→ Your objective
With the line containing "Object class to annotate: tree" as the start and the line containing "Object class to annotate: sky" as the end, transcribe that span of the entries below exactly, including both.

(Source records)

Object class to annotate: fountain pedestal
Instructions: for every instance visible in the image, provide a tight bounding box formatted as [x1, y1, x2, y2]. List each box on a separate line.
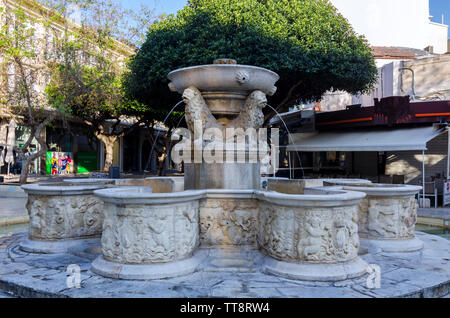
[184, 162, 261, 190]
[169, 60, 278, 191]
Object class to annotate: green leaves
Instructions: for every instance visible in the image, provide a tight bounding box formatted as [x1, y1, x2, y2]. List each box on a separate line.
[125, 0, 377, 115]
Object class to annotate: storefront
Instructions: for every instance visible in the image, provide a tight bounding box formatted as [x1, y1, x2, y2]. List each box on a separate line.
[287, 125, 448, 207]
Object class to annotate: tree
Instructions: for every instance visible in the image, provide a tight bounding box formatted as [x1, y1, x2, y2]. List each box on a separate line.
[46, 0, 156, 172]
[0, 0, 68, 184]
[47, 59, 139, 172]
[125, 0, 378, 122]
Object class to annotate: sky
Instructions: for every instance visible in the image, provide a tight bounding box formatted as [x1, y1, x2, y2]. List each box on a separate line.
[122, 0, 450, 38]
[429, 0, 450, 38]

→ Response to the exercise
Object class to annotate: tree
Instructions: for every instance visible in the image, provide a tight bounding box formatted as [x1, y1, x2, y2]. List each box on a separate line.
[46, 0, 156, 172]
[0, 0, 68, 184]
[47, 59, 139, 172]
[125, 0, 378, 122]
Object class to annotate: sky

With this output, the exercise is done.